Data supplied:
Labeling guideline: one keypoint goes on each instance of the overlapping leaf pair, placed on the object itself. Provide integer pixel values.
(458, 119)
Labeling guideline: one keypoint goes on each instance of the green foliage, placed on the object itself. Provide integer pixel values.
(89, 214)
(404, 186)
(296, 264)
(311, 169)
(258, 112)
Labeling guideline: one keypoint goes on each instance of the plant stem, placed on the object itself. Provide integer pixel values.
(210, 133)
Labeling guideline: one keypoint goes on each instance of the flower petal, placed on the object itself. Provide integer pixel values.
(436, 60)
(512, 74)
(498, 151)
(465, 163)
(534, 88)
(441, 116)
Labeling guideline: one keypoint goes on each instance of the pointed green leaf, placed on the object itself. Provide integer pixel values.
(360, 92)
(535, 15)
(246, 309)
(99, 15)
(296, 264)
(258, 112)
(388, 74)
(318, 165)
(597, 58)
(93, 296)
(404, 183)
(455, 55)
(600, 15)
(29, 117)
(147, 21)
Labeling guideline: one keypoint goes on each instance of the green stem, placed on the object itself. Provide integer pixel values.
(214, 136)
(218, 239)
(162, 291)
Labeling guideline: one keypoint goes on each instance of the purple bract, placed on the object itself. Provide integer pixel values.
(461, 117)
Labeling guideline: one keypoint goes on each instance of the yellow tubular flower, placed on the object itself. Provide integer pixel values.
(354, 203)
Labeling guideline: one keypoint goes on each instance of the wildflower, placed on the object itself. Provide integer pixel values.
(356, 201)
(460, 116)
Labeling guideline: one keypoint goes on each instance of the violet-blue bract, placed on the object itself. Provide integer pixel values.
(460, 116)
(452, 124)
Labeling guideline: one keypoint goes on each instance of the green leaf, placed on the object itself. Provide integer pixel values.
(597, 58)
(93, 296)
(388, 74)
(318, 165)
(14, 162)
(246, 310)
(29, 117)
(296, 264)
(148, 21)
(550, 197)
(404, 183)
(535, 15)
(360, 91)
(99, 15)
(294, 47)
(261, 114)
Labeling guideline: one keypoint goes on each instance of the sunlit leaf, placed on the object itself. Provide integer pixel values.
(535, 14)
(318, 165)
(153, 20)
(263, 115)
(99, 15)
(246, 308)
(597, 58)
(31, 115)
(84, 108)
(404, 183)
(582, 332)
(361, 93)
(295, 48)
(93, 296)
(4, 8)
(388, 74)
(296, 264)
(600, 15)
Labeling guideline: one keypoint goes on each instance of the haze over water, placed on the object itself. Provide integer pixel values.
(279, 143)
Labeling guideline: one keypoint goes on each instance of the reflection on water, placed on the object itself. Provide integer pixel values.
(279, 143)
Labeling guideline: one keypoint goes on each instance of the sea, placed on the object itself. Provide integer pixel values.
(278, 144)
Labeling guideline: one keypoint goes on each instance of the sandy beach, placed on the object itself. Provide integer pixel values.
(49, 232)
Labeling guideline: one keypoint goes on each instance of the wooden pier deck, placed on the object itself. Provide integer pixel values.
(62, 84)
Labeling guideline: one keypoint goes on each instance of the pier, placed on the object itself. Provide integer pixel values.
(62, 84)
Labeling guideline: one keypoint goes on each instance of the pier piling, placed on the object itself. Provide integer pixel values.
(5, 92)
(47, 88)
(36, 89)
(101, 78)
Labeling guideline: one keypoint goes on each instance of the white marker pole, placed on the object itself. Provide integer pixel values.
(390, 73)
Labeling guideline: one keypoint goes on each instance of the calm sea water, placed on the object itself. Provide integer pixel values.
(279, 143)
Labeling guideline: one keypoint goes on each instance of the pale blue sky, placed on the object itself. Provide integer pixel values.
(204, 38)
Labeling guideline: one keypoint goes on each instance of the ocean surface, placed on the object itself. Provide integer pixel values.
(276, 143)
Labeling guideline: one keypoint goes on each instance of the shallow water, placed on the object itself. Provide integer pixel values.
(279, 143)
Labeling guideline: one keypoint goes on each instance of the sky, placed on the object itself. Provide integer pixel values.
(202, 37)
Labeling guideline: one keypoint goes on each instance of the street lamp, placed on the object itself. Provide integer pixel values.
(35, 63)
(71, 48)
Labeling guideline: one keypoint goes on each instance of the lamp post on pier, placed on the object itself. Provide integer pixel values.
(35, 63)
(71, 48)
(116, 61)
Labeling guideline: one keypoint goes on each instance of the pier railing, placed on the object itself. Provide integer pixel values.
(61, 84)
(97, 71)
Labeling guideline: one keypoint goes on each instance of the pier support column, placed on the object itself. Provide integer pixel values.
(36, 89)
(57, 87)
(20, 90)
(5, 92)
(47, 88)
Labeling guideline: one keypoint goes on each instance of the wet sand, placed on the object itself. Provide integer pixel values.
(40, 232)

Task requirements:
Starting from the line containing "of the lamp" and ending with the final line of the data, reproduce each line exactly as it appears, including no other lines.

Answer space:
Labeling guideline: one keypoint goes on each instance of the lamp post on pier, placed on the object itself. Provide integer pixel values.
(35, 63)
(71, 48)
(116, 61)
Labeling guideline: one keypoint goes on each instance of the pier railing, placed on the object itself. Provide integer pixel values.
(61, 84)
(97, 71)
Labeling guideline: one keypoint goes on each instance of the pier support column, placed on the object itself. Provide integer pixel values.
(36, 89)
(57, 87)
(20, 90)
(5, 92)
(47, 88)
Labeling guideline: one keypoint goes on each instance of the wet sand, placed on the object itself. Provide integer pixel values.
(40, 232)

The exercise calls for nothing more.